**EXTRACT PROVIDED**
****************************************

Published: November 2005
Pages: 320
Publisher: Riverhead

Links:
Sneaker Freaker site

Woody interview
Synopsis
A compendium of the world's best, and only, sneaker-hunting magazine.

Review
This colorful compendium collects the first three years of Sneaker Freaker, a magazine by and for passionate disciples of sneaker culture. Those in search of more than foot candy will find (in between goggle-eyed spreads on vintage French tennis shoes and Korean Nike hi-tops) interviews with industry insiders, including Laser Project curator Mark Smith and obsessives such as DJ Clark Kent, who has 14,000 pairs of Air Force Ones.

A truly global endeavor (the mag was founded in Australia), the book shares practical tips on the best spots to cop kicks in Melbourne, Tokyo, Paris, Hong Kong, London, and New York. You can get the lowdown on how to spot fake A Bathing Ape high-tops and where to find boutique brands like Alife and Feit.

****************************************

**WORK TO COMPLETE**
Reproduce the part of the Sneaker Freaker book listing that starts at "A truly global" and ends after "Alife and Feit.". The items are not needed for this.

****************************************

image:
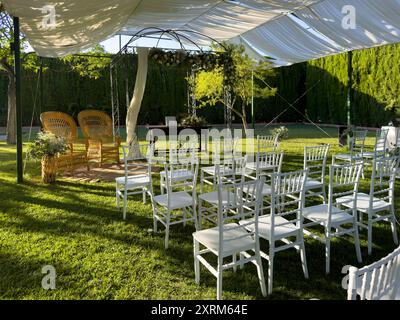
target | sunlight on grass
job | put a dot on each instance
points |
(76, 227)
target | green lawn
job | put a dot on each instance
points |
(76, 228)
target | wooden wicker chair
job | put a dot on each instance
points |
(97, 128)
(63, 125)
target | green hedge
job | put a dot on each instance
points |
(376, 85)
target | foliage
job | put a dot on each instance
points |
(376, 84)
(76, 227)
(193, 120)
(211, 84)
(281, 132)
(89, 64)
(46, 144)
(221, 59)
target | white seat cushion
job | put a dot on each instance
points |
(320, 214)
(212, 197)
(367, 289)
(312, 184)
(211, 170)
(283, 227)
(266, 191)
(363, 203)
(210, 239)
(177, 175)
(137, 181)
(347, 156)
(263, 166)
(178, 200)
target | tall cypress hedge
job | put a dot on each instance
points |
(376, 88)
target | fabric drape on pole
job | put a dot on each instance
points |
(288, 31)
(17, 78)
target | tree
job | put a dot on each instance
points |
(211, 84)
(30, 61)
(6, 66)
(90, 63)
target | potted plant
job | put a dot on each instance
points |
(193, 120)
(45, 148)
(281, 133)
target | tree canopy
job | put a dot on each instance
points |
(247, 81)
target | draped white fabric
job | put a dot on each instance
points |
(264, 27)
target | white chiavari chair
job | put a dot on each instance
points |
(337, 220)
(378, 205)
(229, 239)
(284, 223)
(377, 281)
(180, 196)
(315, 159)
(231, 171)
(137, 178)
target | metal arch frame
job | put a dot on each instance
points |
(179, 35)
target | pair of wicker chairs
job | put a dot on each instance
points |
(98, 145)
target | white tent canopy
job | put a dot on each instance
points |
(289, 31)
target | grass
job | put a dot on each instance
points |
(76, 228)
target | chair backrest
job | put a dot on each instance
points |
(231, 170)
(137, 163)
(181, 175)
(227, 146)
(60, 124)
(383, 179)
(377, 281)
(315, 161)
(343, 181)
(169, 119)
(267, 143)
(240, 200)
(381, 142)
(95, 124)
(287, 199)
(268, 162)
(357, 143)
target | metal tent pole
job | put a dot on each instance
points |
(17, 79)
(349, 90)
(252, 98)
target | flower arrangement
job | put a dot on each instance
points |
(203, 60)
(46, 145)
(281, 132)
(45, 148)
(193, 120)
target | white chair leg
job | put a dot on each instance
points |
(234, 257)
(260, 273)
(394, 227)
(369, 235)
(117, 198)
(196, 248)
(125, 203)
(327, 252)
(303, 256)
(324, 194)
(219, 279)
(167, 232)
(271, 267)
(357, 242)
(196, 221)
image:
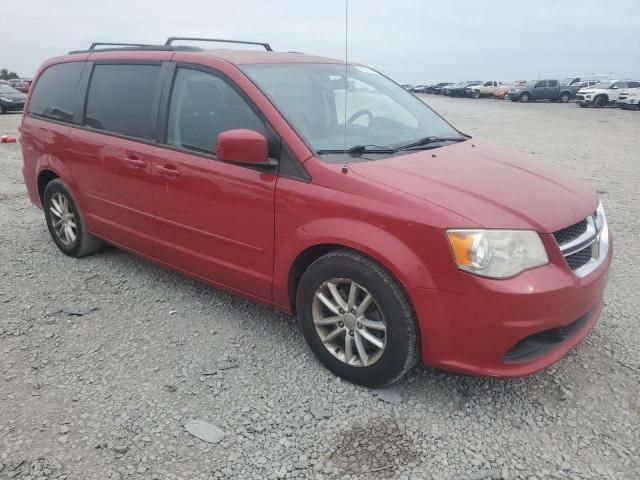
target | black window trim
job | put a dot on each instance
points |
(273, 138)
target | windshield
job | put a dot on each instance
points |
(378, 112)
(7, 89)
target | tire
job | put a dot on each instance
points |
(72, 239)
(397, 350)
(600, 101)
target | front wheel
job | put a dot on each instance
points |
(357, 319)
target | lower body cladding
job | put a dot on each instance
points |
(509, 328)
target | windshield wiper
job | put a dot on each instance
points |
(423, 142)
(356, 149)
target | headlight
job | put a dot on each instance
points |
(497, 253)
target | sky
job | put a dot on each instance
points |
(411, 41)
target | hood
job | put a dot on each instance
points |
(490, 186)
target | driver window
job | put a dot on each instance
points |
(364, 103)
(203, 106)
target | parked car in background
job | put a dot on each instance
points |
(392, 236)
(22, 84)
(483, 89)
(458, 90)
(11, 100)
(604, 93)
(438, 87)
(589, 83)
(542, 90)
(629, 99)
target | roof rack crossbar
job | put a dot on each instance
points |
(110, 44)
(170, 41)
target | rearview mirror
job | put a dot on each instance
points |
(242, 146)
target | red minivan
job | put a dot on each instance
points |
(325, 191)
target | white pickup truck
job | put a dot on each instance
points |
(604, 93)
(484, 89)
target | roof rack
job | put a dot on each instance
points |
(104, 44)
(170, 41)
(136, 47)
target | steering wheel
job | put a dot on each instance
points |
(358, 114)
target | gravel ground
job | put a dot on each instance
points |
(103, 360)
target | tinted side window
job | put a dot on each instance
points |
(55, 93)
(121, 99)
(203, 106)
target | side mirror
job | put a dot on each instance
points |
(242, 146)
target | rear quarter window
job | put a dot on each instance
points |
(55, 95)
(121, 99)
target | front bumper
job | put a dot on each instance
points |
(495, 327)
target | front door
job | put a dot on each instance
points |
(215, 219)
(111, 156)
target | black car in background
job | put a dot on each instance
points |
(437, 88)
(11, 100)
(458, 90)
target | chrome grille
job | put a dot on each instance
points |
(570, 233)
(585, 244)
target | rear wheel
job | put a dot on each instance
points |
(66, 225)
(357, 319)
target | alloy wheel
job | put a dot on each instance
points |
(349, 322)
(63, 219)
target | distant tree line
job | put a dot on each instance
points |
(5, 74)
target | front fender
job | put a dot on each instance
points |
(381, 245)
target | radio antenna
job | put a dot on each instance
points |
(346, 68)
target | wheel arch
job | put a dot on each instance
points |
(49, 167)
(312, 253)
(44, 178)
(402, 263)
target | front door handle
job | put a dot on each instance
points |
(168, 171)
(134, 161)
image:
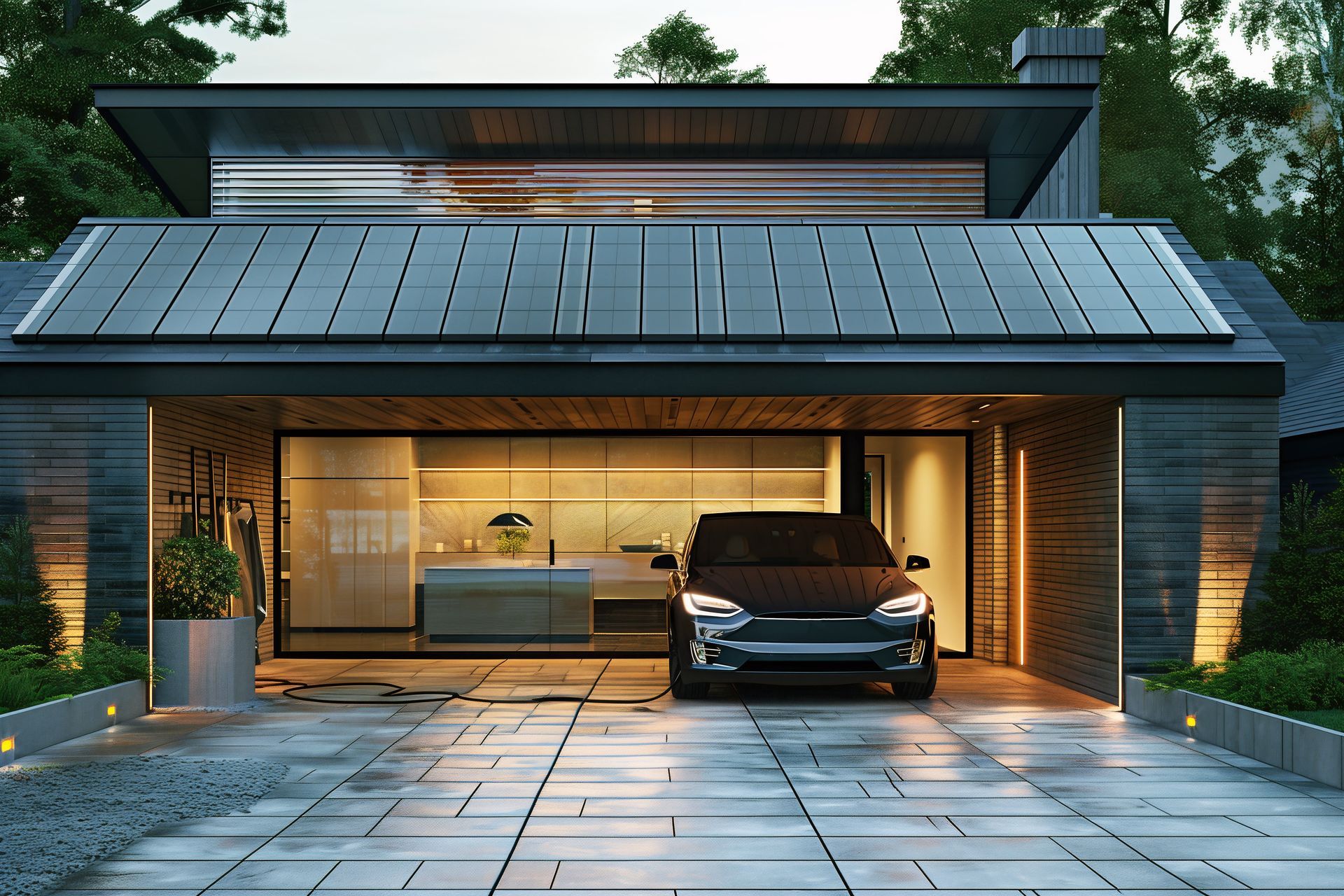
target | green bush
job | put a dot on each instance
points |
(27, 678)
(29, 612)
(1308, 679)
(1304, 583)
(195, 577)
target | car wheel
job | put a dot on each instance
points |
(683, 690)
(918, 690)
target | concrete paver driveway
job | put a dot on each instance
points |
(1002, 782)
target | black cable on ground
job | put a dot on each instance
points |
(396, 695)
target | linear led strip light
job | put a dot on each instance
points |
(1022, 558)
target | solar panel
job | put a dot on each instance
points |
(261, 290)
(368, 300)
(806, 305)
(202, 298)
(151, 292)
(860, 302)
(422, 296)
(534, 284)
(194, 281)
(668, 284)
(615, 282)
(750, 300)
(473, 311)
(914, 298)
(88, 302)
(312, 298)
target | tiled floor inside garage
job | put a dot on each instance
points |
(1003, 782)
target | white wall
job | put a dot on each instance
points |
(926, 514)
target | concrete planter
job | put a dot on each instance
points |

****************************************

**WRITTEN SOLUTION**
A truly global endeavor (the mag was founded in Australia), the book shares practical tips on the best spots to cop kicks in Melbourne, Tokyo, Paris, Hong Kong, London, and New York. You can get the lowdown on how to spot fake A Bathing Ape high-tops and where to find boutique brands like Alife and Feit.